REQUIRED WORK - Using the entries below, transcribe exactly the line containing "The component shall return one point per instance of the brown" and each line that follows it to the end.

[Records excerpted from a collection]
# # # # #
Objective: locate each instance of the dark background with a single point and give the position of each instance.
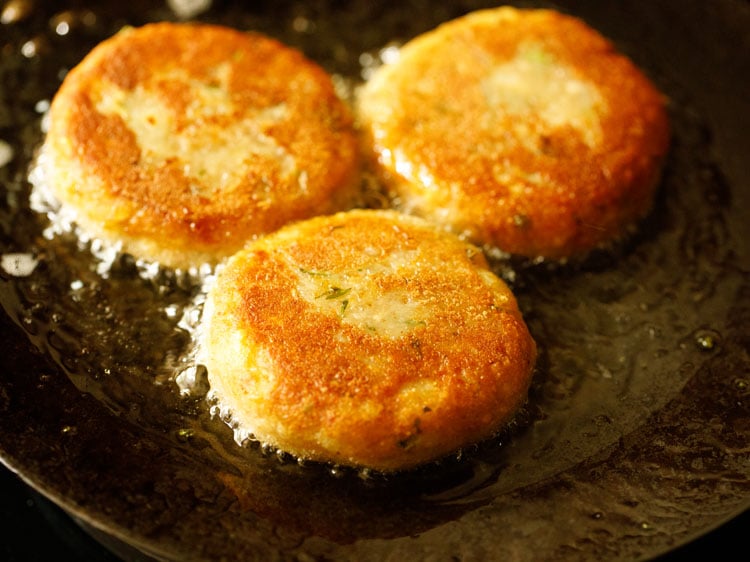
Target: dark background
(34, 530)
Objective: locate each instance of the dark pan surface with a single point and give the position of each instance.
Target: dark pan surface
(635, 439)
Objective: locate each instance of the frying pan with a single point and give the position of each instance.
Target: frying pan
(635, 437)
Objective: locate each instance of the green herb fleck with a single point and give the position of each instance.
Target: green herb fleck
(334, 293)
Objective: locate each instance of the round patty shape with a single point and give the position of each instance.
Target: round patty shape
(183, 141)
(366, 338)
(519, 129)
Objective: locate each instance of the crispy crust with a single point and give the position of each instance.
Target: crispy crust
(186, 140)
(366, 338)
(550, 176)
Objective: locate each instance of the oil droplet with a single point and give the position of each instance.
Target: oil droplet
(69, 430)
(185, 435)
(15, 11)
(707, 340)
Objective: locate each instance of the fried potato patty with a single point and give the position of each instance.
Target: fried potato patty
(365, 338)
(183, 141)
(520, 129)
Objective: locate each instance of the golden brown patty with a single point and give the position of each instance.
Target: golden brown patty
(183, 141)
(522, 129)
(366, 338)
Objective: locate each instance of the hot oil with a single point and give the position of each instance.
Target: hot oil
(619, 335)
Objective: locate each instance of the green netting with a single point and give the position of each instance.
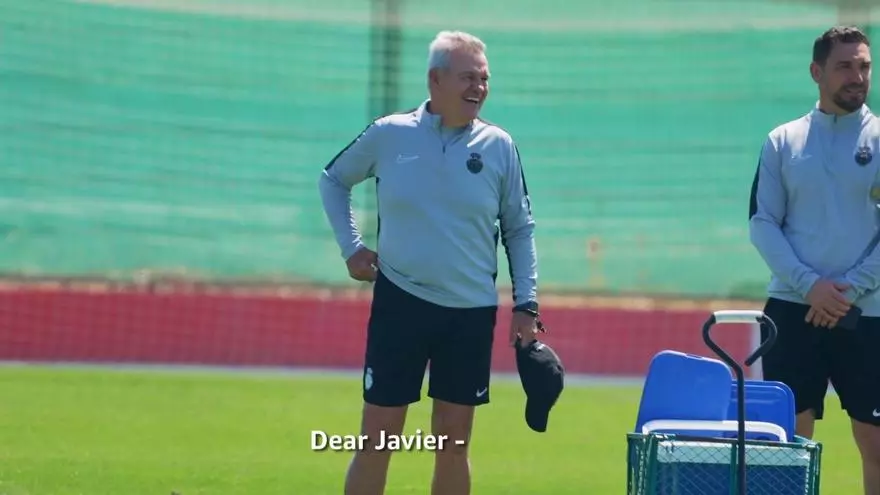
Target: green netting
(189, 135)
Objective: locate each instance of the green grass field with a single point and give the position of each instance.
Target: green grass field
(124, 432)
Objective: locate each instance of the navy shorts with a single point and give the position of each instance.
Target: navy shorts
(406, 335)
(808, 358)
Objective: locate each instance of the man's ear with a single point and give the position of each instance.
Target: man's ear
(816, 72)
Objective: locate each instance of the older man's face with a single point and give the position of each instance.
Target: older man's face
(464, 86)
(846, 76)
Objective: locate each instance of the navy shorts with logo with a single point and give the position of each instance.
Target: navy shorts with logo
(807, 358)
(405, 334)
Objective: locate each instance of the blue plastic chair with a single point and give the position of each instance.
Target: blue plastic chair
(766, 401)
(684, 386)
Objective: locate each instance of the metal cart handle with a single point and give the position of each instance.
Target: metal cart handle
(740, 316)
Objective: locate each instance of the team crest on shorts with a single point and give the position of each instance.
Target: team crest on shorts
(864, 155)
(475, 164)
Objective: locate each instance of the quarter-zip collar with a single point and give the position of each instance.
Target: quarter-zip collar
(432, 120)
(847, 121)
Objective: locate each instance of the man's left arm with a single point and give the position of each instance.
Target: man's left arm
(864, 277)
(517, 231)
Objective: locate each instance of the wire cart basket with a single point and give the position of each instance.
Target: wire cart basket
(682, 463)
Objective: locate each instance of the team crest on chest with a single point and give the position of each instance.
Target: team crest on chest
(475, 163)
(863, 155)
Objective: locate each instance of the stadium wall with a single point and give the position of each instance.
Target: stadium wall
(311, 329)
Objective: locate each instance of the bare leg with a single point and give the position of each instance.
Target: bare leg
(368, 470)
(805, 424)
(452, 473)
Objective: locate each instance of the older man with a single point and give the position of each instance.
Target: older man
(449, 185)
(813, 216)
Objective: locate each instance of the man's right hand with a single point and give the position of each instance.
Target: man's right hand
(362, 265)
(828, 304)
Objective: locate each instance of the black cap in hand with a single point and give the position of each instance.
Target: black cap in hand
(543, 379)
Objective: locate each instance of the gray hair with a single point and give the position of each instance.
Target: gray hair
(447, 41)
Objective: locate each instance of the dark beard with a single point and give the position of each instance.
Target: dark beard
(848, 104)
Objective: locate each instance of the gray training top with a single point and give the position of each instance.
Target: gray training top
(441, 194)
(811, 213)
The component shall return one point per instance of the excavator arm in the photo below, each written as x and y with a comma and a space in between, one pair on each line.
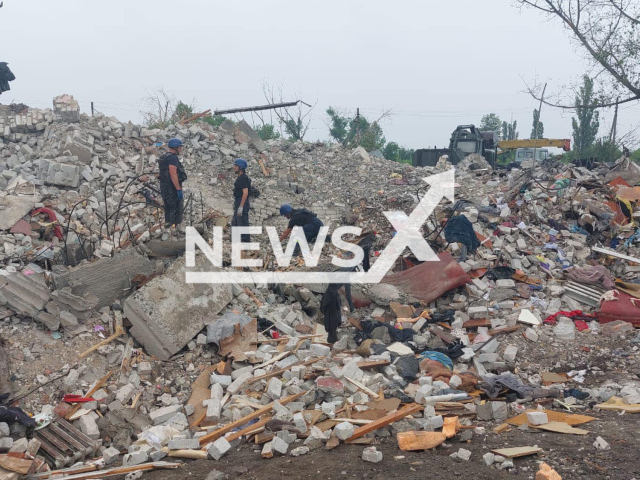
505, 145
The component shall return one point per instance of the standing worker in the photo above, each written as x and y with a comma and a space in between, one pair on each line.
300, 217
172, 176
241, 191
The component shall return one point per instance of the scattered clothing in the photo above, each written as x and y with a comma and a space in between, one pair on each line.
575, 314
591, 276
173, 205
6, 76
331, 307
459, 229
242, 182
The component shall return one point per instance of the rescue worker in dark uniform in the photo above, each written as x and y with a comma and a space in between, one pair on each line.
172, 176
241, 192
301, 217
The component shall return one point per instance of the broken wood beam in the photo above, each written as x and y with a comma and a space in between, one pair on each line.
216, 434
384, 421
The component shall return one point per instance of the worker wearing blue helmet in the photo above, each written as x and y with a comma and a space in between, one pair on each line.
241, 191
300, 217
172, 176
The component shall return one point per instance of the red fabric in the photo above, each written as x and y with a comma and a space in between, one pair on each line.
553, 319
625, 308
430, 280
581, 325
57, 230
69, 398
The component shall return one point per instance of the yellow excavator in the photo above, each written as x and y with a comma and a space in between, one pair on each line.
525, 148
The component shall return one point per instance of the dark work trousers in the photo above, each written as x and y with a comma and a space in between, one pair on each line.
241, 221
311, 231
331, 307
172, 206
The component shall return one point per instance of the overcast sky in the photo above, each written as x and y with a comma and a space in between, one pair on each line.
437, 64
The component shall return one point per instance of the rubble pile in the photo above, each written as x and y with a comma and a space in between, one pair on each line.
527, 318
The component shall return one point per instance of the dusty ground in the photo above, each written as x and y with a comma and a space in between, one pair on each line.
573, 457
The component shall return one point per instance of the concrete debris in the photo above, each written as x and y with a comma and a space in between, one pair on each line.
201, 369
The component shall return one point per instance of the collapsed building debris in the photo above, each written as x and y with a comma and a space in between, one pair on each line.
509, 333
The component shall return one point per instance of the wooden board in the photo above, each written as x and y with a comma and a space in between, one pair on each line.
216, 434
401, 311
371, 414
450, 427
240, 342
416, 441
384, 421
516, 452
571, 419
549, 378
561, 427
617, 404
388, 404
478, 322
375, 364
199, 392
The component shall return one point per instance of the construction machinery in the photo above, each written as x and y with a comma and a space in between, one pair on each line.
467, 139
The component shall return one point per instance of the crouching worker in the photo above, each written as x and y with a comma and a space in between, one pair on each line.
304, 218
331, 306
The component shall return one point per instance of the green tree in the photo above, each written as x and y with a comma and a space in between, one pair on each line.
391, 151
339, 126
267, 132
608, 34
491, 123
352, 133
536, 120
215, 120
586, 126
182, 111
510, 130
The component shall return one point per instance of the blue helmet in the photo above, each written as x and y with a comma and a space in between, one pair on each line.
175, 143
242, 163
286, 209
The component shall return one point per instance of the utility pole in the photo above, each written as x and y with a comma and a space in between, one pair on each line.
535, 142
614, 126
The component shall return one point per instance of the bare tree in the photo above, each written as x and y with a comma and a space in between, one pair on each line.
293, 120
162, 109
608, 32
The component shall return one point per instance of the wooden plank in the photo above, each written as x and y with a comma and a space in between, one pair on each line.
553, 416
478, 322
213, 436
561, 427
363, 388
249, 429
613, 253
503, 427
401, 311
119, 331
416, 441
113, 471
280, 372
451, 427
496, 331
384, 421
375, 364
516, 452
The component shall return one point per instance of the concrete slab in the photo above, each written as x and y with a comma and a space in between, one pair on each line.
13, 208
167, 313
109, 278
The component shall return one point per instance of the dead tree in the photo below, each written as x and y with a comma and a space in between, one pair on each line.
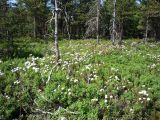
93, 22
98, 14
146, 31
114, 23
56, 11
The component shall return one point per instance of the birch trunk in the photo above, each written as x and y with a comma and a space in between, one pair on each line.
98, 14
56, 33
34, 25
146, 31
113, 24
67, 23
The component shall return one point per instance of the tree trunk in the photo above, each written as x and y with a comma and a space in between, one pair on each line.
113, 24
34, 27
67, 23
56, 34
98, 13
146, 31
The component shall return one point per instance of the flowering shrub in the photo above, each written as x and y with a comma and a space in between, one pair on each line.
91, 82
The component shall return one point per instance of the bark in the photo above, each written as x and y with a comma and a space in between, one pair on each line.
67, 23
34, 27
146, 31
98, 14
114, 24
56, 34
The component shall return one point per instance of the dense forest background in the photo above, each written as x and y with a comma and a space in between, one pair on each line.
104, 63
77, 18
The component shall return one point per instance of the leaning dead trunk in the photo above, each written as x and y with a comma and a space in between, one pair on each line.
113, 24
98, 13
56, 33
66, 17
34, 25
146, 31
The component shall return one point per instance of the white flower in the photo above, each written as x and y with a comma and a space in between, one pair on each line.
101, 90
116, 78
106, 96
153, 66
94, 100
131, 110
62, 88
143, 92
69, 93
35, 69
139, 98
143, 86
111, 96
75, 81
1, 73
15, 69
148, 99
17, 82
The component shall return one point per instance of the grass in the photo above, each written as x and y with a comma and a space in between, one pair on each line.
92, 81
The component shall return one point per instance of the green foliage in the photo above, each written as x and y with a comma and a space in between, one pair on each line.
91, 82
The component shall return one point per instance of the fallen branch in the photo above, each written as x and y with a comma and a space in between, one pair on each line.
50, 73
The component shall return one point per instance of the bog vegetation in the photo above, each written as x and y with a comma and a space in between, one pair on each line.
90, 82
79, 60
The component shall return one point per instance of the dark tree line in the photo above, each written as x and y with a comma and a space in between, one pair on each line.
133, 19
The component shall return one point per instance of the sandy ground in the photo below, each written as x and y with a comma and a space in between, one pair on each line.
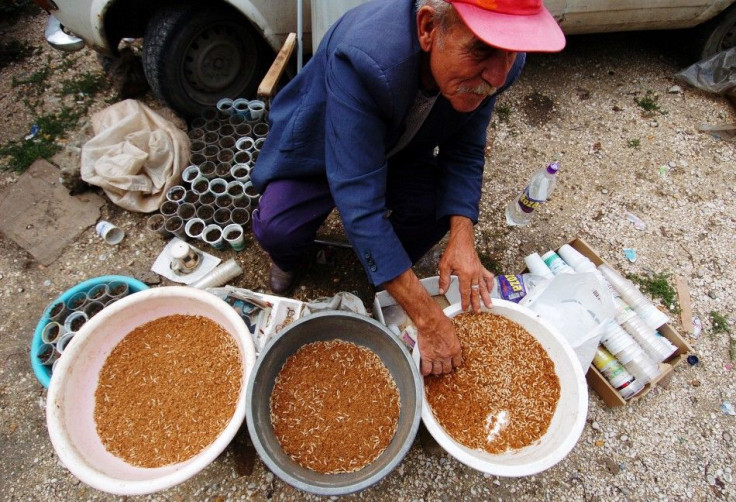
579, 107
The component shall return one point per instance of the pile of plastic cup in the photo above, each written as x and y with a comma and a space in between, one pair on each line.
629, 353
652, 316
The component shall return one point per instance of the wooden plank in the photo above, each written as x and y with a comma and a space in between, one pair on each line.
686, 309
267, 87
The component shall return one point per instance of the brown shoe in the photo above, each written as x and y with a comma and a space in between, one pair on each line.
280, 281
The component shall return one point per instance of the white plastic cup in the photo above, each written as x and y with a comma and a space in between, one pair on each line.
110, 233
212, 235
233, 235
536, 266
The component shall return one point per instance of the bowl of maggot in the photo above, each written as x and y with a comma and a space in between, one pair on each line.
314, 407
150, 391
566, 416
# # # # #
WRITTEN ANSWER -
The component shall return one point per instance of the brown shoe in the photo above, each written as x and y with a comma and a space in between, one pair on each line.
280, 281
The component shall return one point per instance of the white plastic cup in the photo above, each written as x and y with a comma and a space in between, one pair on each line.
110, 233
212, 235
233, 235
536, 266
The component shall return one point per instance of the bowl of maggot in the photo above, each written as x and y with a comma and a space in between, one pair on each line.
314, 407
150, 391
566, 416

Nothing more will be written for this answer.